Direction:
Reproduce only the part of the material from the line containing "Objective — one dot per instance of the patterned" up to and including the line containing "56], [117, 186]]", keeping every character unchanged.

Rows from a dataset:
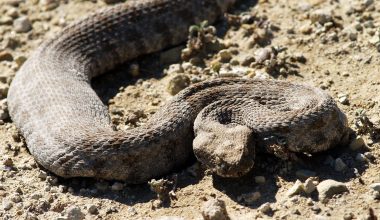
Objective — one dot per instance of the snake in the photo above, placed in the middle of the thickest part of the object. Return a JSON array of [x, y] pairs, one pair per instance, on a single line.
[[221, 121]]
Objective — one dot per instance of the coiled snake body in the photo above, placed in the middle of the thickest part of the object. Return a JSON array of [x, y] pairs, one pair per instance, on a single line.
[[68, 129]]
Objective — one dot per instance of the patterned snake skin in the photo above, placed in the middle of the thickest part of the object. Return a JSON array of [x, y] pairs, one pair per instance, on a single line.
[[69, 132]]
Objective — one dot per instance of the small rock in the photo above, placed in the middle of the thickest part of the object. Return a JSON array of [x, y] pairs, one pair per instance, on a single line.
[[249, 197], [214, 209], [263, 54], [375, 186], [369, 155], [7, 205], [321, 16], [111, 1], [225, 55], [309, 186], [42, 175], [22, 25], [48, 5], [177, 83], [4, 88], [16, 198], [93, 210], [339, 165], [296, 189], [361, 158], [357, 144], [304, 174], [265, 208], [8, 161], [343, 98], [5, 56], [353, 36], [74, 213], [260, 179], [328, 188], [171, 56], [117, 186]]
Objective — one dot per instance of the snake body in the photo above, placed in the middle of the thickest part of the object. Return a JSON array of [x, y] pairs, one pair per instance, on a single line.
[[68, 129]]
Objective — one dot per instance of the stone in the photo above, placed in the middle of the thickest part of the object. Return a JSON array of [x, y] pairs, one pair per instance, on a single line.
[[92, 209], [361, 158], [214, 209], [265, 208], [339, 165], [249, 197], [117, 186], [7, 205], [328, 188], [309, 186], [321, 16], [75, 213], [296, 189], [357, 144], [225, 55], [177, 83], [22, 25], [260, 179], [172, 55], [42, 175], [375, 186], [5, 56], [304, 174]]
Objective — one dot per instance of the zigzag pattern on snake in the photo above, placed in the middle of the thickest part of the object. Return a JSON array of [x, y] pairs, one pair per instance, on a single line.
[[69, 132]]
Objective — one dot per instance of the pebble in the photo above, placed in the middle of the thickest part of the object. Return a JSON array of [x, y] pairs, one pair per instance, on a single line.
[[328, 188], [48, 5], [321, 16], [369, 155], [177, 83], [36, 196], [225, 55], [339, 165], [7, 205], [304, 174], [296, 189], [117, 186], [265, 208], [249, 197], [375, 186], [343, 99], [214, 209], [92, 209], [42, 175], [171, 56], [260, 179], [75, 213], [361, 158], [8, 161], [5, 56], [4, 88], [22, 25], [309, 186], [16, 198], [353, 36], [357, 144]]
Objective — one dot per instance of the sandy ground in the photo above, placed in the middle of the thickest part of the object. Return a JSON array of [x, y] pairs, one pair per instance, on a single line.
[[329, 44]]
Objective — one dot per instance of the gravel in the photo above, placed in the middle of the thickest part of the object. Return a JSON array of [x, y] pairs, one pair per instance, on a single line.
[[214, 209], [329, 188]]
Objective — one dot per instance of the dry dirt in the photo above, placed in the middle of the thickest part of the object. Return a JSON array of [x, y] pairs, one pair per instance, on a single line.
[[329, 44]]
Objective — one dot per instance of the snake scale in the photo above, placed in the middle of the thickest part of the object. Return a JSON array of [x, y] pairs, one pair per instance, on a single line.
[[69, 132]]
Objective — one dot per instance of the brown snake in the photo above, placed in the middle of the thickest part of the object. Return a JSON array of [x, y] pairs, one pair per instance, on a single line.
[[69, 132]]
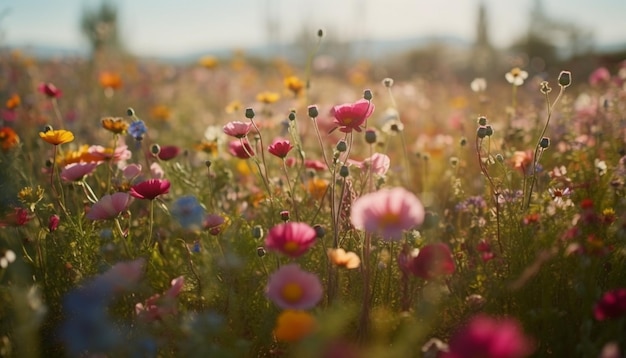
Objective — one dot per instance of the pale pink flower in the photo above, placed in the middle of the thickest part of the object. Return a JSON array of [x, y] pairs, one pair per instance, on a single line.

The response:
Objective — one dot per instance of the patterned snake skin in the photo above, placed in the middle of the thickest part of the object. Return a JSON array of [x, y] pairs, one pair per instance, on a single line.
[[69, 132]]
Objective — one dot per instance of the small rock in the photo above, placed in the middle of the thickest part of the object. Return a JSON array of [x, y] pairs, one pair per instance, on a single line.
[[249, 197], [214, 209], [263, 54], [375, 186], [369, 155], [7, 205], [321, 16], [111, 1], [225, 55], [309, 186], [42, 175], [22, 25], [48, 5], [177, 83], [4, 88], [16, 198], [93, 210], [339, 165], [296, 189], [361, 158], [357, 144], [304, 174], [265, 208], [8, 161], [343, 98], [5, 56], [353, 36], [74, 213], [260, 179], [328, 188], [171, 56], [117, 186]]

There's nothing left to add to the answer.